## [PROMPT]
Your answer should be the exact lines of the data below from the one containing "query: the noun phrase to outline: algae" through the one containing "Draw the outline of every instance of the green"; please include nothing else.

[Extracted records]
Start of Block

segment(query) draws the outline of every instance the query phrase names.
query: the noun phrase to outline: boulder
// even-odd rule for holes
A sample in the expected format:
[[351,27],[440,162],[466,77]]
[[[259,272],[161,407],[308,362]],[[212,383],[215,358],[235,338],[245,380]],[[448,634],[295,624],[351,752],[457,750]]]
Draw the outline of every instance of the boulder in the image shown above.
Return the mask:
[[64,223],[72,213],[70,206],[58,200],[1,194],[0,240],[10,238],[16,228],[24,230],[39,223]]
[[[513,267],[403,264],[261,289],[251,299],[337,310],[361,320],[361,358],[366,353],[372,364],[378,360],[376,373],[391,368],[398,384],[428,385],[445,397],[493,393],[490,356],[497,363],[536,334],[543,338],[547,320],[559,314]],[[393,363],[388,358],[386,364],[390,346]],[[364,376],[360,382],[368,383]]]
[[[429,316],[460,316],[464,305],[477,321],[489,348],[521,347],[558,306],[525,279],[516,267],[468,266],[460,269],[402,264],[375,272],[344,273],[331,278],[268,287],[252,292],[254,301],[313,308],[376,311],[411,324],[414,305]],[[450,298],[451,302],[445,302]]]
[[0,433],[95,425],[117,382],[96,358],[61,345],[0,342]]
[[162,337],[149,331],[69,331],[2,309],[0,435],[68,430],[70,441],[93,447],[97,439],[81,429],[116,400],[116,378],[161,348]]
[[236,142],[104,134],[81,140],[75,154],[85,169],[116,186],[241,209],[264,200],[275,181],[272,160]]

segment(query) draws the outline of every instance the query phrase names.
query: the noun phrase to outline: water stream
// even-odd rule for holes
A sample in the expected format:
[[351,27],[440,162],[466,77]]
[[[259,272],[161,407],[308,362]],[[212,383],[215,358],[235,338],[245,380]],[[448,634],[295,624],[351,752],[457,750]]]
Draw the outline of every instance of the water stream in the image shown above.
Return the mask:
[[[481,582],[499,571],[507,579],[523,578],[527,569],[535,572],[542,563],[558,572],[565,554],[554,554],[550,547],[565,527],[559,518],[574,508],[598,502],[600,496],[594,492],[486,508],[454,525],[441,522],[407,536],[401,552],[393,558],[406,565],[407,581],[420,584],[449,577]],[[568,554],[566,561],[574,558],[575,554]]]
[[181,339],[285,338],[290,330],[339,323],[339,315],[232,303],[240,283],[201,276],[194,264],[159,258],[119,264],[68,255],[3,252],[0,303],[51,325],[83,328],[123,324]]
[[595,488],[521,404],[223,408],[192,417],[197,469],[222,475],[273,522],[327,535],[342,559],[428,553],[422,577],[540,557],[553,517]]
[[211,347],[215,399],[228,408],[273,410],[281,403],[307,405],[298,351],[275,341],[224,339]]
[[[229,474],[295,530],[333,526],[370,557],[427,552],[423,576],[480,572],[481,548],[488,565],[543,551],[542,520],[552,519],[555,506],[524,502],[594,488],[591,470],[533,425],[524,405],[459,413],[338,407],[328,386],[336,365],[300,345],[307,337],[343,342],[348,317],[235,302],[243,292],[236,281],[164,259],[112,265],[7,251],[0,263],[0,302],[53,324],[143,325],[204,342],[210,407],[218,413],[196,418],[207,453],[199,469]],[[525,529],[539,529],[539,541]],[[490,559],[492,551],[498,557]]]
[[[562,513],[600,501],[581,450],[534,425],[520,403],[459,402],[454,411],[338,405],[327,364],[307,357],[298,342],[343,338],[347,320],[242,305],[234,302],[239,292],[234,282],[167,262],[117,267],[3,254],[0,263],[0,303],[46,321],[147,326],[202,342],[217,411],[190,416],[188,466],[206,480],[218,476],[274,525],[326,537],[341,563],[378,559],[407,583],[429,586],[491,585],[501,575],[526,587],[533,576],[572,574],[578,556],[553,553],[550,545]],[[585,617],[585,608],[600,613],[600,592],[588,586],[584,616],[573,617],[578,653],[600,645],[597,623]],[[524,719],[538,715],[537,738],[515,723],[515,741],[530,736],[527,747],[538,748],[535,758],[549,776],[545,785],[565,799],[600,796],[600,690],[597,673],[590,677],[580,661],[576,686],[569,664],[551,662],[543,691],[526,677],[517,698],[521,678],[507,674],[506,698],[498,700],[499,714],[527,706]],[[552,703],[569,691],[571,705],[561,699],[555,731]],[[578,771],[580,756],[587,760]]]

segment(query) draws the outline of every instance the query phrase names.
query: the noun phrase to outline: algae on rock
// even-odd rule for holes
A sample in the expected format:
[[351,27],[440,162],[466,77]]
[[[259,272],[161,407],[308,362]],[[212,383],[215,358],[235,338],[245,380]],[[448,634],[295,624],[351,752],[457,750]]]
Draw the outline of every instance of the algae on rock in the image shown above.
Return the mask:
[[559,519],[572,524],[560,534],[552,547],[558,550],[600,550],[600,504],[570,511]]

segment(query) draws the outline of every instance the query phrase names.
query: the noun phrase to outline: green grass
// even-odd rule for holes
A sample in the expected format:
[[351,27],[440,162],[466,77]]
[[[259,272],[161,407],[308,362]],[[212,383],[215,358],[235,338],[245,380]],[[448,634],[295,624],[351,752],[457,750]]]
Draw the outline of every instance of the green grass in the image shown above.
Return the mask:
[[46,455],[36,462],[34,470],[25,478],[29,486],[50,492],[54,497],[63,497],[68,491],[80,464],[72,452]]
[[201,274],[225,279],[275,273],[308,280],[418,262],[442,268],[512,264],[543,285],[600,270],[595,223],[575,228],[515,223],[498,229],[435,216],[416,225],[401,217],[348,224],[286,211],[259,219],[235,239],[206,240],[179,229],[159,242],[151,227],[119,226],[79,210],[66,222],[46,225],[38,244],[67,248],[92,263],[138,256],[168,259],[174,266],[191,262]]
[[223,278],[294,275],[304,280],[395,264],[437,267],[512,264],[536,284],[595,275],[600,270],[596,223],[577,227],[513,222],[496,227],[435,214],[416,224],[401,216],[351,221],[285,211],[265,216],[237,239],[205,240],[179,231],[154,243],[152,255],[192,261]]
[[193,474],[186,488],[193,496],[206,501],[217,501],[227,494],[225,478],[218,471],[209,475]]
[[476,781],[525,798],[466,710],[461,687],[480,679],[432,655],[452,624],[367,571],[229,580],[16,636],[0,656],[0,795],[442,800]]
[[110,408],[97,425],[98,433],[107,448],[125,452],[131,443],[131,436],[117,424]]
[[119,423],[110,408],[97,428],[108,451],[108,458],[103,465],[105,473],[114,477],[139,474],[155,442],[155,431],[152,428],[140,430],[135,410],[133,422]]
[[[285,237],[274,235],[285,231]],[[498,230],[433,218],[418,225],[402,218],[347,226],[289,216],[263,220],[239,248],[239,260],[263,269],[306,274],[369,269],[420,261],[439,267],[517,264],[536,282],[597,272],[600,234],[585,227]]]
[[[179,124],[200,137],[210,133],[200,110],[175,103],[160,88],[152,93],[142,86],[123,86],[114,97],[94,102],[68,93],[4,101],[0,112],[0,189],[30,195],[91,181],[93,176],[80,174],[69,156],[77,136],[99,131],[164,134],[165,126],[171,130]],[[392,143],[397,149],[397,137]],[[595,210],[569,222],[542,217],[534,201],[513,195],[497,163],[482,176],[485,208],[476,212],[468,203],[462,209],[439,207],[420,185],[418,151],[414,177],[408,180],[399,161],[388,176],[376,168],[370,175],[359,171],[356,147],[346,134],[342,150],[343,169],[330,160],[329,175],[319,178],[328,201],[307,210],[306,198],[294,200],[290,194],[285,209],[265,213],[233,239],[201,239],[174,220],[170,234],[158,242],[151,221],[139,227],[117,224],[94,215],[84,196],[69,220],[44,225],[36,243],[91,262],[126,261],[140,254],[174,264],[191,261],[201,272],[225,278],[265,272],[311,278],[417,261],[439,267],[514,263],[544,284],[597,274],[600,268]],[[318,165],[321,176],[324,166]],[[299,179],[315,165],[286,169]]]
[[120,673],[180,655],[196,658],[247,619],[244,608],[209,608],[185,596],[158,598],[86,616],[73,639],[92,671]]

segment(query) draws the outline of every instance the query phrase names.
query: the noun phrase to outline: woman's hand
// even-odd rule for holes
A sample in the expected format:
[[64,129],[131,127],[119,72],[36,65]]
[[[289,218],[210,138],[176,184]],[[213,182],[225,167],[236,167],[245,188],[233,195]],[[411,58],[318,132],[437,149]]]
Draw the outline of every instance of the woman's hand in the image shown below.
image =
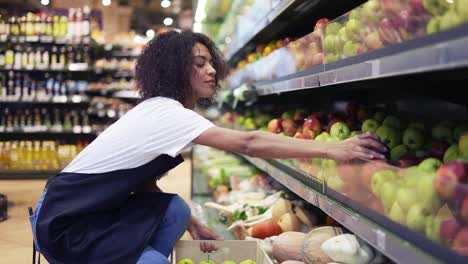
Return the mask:
[[365,133],[336,142],[330,148],[328,156],[335,160],[385,159],[382,153],[387,151],[377,135]]
[[[217,235],[194,217],[192,217],[188,231],[194,240],[224,240],[221,236]],[[201,242],[200,249],[203,252],[212,252],[216,251],[218,248],[212,243]]]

End of Block

## [SOLUTION TO THE EXERCISE]
query: the noun phrase to outline: algae on rock
// even-odd rule for holes
A sample in the expected format:
[[351,27],[440,162],[466,77]]
[[[259,272],[161,407],[308,362]],[[212,383],[215,358],[235,338],[245,380]],[[448,634],[295,624],[351,752],[457,750]]]
Draw the outline of every instance of the algae on rock in the image shown above.
Return the mask:
[[559,519],[572,524],[560,534],[552,547],[558,550],[600,550],[600,504],[570,511]]

segment(query) draws the outline of every instance the query phrase names.
query: the noun phrase to outline: green grass
// even-odd rule for holes
A sample in the expected format:
[[351,27],[440,162],[466,77]]
[[[259,272],[161,407],[308,362]],[[212,383],[215,358],[235,338],[245,380]],[[448,634],[295,624],[351,752],[457,750]]]
Draw the outline of every instance of the green grass in the image shown above.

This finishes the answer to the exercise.